(Work instructions): According to the case summary, in which fields did the defendant's covenant forbid him to work in New England? Name each one.

In a suit in equity by the operator of a Boston area radio station to enforce a covenant by the defendant, in a contract terminating his employment with the plaintiff as a radio announcer and moderator of a popular and profitable "talk show," not to "engage in any employment in radio, television, or advertising, in New England until" five years after such termination, warranted findings by the trial judge impelled a conclusion that enforcement of such covenant was not necessary for the protection of the plaintiff's business interests, where it appeared, among other circumstances, that the defendant was not involved in the solicitation of advertisers and that for almost three years after termination of his employment by the plaintiff he was absent from the Boston area and the plaintiff continued to conduct a "talk show" during such period, and it did not appear that the plaintiff lost any advertising sponsors either during the defendant's absence from the Boston area or after he returned thereto and began broadcasting for another Boston area radio station, and a final decree dismissing the bill was affirmed.
BILL IN EQUITY filed in the Superior Court on July 25, 1968.

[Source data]
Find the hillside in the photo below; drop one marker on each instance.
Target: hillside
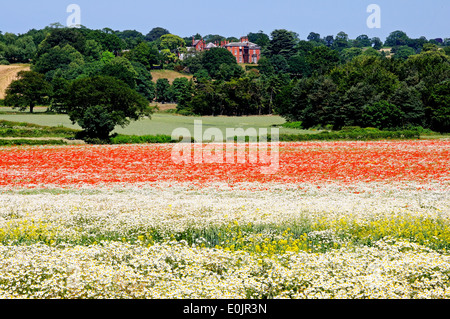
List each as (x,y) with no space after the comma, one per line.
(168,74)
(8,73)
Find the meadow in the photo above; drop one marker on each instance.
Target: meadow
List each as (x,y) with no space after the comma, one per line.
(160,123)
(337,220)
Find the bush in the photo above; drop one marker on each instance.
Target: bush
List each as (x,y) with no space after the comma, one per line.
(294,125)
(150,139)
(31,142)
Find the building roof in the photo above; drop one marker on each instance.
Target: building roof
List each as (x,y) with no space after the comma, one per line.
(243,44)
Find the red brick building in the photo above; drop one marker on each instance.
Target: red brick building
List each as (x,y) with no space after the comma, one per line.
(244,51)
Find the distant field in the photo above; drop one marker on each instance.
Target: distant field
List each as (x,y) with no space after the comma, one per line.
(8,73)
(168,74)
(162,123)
==
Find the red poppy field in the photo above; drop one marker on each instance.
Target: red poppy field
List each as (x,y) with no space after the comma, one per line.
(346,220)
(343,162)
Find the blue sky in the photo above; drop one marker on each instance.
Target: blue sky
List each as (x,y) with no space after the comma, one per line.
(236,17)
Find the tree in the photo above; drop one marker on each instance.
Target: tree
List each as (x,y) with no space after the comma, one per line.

(Written solution): Radio, television, and advertising.